**** Provided entries
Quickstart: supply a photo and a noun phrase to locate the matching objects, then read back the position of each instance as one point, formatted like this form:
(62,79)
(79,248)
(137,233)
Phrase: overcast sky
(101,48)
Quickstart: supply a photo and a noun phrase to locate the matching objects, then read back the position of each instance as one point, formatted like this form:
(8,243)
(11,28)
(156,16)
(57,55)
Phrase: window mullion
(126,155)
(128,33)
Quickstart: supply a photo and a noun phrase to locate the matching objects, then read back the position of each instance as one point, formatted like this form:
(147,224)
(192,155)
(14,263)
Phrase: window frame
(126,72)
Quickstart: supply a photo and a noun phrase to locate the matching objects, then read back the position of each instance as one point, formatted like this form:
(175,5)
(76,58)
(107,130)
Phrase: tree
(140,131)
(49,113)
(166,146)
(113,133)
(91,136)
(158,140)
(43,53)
********
> Problem to work on
Reproduce the final stretch of the data above: every line from the one holding "Phrase: overcast sky" through the end, inclusive, exactly as written and nothing else.

> Answer below
Phrase: overcast sky
(101,48)
Quickstart: supply a photo and a noun phrase to locate the matching objects, then read back the position of each instance as one point, formatted like this form:
(8,243)
(11,28)
(156,16)
(57,55)
Phrase: window mullion
(126,155)
(128,33)
Quickstart: supply a photo and a noun phrase to locate the matching objects, then read back the position of each instance as one point, formatted like this form:
(147,224)
(192,155)
(14,263)
Phrase: window frame
(126,72)
Quickstart: supply a photo and a noun phrase to locate the matching objects, then read back the position of each instance as one point, formatted like this form:
(175,5)
(76,58)
(107,130)
Phrase: tree
(140,131)
(49,113)
(166,146)
(113,133)
(91,136)
(158,140)
(43,53)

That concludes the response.